--- START ---
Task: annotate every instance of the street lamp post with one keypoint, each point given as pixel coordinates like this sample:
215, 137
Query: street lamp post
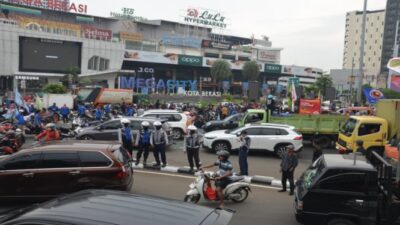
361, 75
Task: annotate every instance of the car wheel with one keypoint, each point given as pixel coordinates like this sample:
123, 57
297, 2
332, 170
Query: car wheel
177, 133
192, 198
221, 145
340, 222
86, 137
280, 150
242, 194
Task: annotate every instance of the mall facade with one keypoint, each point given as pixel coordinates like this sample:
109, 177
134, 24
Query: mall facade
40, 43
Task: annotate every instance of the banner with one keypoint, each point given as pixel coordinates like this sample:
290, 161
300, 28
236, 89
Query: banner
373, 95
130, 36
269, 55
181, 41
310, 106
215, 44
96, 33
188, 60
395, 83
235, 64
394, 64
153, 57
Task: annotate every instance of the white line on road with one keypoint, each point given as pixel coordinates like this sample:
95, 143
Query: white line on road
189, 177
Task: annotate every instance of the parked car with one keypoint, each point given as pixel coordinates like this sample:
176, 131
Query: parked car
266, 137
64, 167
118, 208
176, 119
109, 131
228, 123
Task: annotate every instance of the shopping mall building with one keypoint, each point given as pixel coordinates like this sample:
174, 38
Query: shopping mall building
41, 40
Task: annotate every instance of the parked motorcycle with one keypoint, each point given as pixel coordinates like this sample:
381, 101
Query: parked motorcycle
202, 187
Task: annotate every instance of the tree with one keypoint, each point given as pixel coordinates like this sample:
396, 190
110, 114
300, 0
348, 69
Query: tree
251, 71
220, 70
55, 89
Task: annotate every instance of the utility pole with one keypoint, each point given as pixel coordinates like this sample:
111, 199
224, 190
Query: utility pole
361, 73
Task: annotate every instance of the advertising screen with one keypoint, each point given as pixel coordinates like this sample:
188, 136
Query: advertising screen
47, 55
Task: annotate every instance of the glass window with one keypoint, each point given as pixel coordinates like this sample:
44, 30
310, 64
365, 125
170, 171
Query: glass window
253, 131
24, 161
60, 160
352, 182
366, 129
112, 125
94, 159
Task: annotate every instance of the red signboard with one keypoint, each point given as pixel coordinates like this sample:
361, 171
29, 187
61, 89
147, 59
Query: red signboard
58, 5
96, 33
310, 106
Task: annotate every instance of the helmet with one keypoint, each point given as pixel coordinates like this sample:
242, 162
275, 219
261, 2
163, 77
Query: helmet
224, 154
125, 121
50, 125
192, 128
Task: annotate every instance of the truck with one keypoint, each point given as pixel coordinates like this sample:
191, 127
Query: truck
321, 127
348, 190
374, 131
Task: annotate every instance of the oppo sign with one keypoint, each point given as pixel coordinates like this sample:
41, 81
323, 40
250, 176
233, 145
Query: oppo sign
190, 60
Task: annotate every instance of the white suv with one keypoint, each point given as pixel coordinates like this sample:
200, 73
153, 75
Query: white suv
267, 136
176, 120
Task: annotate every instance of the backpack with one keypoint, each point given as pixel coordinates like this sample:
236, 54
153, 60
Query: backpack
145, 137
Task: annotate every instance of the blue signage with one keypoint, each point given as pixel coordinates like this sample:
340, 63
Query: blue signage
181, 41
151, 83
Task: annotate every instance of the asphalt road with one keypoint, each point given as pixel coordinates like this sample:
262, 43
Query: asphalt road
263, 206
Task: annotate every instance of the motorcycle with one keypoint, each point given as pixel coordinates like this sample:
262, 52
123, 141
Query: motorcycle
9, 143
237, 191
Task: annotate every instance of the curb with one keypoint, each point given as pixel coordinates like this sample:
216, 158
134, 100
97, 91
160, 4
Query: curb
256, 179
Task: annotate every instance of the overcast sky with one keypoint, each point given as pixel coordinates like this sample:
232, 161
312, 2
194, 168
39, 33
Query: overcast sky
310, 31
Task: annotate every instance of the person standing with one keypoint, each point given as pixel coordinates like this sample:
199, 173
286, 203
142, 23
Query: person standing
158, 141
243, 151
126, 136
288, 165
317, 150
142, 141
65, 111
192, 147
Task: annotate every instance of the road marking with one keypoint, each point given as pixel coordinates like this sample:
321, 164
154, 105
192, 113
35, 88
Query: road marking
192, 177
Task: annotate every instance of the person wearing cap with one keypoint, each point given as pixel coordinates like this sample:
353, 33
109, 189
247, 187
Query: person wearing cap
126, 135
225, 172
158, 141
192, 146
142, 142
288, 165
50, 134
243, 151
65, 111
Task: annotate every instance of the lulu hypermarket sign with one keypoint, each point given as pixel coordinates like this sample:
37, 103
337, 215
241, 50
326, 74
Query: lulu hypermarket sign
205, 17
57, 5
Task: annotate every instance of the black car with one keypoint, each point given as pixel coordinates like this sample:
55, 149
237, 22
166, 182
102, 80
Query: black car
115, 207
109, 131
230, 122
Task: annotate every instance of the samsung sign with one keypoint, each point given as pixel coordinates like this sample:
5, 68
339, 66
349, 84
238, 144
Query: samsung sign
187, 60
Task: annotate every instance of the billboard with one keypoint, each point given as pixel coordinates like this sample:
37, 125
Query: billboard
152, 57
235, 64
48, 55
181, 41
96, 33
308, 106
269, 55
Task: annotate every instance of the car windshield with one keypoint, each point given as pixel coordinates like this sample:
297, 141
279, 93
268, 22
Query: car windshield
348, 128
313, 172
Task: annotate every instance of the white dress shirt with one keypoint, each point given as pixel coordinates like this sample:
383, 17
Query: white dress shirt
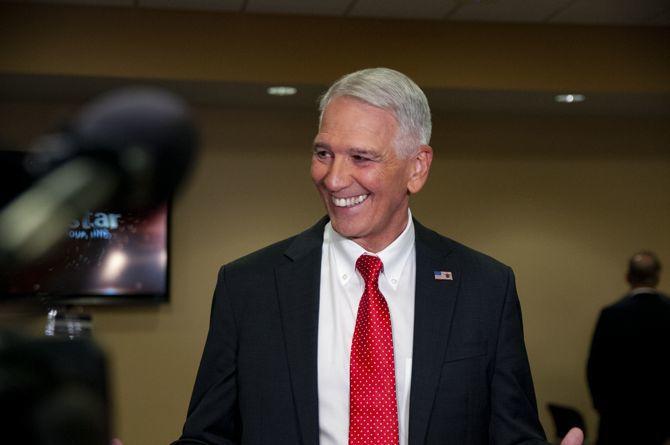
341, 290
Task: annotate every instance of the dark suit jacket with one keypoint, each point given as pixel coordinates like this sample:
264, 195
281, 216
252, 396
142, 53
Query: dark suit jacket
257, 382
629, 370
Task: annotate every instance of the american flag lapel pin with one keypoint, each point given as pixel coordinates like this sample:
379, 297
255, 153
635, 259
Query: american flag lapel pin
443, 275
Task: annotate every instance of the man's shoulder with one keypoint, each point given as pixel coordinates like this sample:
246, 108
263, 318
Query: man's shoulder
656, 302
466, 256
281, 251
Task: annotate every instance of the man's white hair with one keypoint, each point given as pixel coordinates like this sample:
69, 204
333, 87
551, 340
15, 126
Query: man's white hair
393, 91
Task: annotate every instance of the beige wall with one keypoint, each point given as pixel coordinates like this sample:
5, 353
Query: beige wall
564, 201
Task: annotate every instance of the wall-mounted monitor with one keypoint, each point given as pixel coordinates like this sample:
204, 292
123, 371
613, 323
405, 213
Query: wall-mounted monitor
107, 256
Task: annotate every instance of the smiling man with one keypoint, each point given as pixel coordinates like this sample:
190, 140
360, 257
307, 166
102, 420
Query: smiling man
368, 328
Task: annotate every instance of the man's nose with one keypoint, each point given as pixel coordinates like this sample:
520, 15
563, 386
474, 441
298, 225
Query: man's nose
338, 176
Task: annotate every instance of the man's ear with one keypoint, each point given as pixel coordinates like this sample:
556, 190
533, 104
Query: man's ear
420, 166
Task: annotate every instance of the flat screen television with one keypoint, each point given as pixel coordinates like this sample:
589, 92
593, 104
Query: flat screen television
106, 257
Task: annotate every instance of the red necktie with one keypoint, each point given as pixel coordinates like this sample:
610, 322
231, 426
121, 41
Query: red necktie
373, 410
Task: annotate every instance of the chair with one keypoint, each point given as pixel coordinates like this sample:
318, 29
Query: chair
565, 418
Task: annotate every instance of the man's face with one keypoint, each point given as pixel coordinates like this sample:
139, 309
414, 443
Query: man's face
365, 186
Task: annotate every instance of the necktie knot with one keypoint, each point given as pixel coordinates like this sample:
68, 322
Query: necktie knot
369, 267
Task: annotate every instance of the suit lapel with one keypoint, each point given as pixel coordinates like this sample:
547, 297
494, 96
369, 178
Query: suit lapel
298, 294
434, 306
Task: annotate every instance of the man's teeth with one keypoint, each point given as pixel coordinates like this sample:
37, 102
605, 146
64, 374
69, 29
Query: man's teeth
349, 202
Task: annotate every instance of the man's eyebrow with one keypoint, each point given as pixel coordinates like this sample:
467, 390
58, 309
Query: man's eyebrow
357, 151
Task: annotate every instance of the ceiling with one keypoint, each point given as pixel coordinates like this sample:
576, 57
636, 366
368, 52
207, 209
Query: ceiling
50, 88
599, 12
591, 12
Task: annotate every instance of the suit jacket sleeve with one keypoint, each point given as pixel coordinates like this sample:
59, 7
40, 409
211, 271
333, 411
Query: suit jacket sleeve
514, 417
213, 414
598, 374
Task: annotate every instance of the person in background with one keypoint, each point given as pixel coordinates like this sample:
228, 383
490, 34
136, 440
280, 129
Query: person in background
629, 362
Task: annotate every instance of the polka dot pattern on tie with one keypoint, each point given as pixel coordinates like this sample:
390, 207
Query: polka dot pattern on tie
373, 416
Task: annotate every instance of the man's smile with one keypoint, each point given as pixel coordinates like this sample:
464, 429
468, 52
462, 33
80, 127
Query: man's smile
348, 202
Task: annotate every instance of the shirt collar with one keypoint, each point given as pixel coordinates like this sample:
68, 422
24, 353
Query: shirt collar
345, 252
--- END ---
--- START ---
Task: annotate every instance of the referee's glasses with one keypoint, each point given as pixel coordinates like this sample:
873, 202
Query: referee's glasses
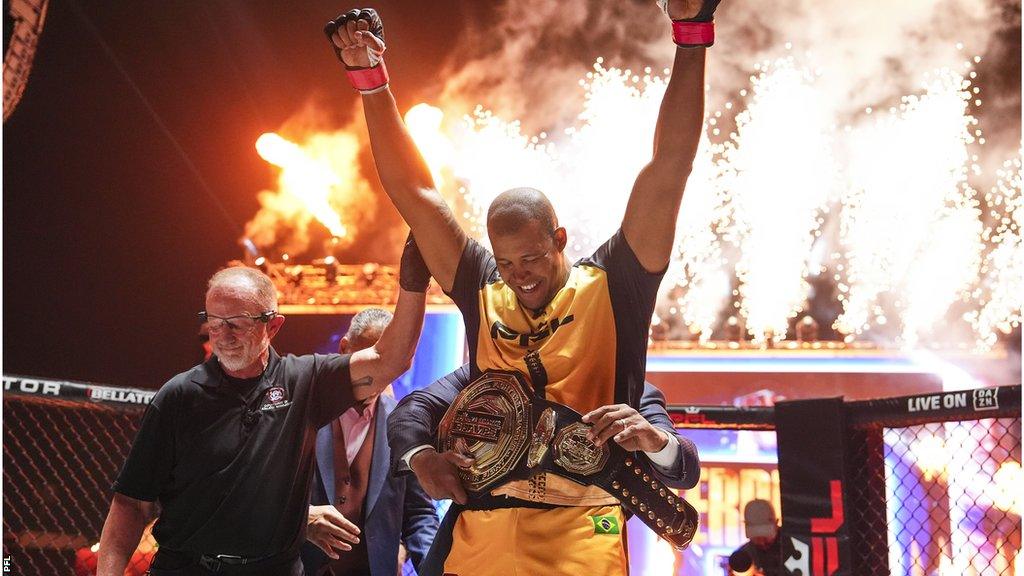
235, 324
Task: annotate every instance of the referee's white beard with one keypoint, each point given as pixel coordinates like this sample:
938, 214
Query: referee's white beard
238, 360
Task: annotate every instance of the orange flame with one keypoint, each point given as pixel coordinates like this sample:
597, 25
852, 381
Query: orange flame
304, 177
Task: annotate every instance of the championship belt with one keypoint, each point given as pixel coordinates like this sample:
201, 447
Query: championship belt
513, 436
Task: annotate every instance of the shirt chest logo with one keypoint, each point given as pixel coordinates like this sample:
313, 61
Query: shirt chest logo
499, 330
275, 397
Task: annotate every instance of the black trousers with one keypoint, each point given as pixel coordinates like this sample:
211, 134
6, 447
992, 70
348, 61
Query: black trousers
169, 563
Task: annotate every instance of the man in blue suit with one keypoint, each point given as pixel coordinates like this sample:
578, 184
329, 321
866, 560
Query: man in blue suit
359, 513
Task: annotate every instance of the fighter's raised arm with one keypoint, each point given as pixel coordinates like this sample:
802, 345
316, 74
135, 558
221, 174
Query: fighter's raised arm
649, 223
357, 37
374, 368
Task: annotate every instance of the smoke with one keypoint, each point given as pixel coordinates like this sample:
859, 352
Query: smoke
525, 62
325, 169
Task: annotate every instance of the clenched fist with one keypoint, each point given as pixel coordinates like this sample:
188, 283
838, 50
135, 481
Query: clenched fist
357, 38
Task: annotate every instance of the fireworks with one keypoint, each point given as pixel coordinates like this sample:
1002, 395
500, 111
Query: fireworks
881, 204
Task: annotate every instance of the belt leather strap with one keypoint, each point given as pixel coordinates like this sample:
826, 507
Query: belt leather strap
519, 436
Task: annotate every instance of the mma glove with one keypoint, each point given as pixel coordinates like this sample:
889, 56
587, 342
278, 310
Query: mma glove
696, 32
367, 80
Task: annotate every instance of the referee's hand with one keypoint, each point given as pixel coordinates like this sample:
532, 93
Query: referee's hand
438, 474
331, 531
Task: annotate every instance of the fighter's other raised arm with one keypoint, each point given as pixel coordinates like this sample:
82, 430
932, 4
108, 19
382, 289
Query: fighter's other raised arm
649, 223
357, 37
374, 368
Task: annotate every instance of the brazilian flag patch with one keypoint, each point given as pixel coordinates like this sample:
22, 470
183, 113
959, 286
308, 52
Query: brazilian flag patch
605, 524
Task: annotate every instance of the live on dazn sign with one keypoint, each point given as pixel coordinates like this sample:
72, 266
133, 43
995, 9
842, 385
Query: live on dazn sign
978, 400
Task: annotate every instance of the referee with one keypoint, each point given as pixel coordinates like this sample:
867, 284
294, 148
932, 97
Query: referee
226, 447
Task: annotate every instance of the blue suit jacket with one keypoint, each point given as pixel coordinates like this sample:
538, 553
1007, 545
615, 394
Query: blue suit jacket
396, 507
--- END ---
**Given request**. Please find each line in the entries above that contains the string "glove" and copy it out. Case counts.

**Response to the task**.
Task: annotate every instance of the mma glove with one keypoint, each point given as pixel coordinates like this sample:
Query: mma glove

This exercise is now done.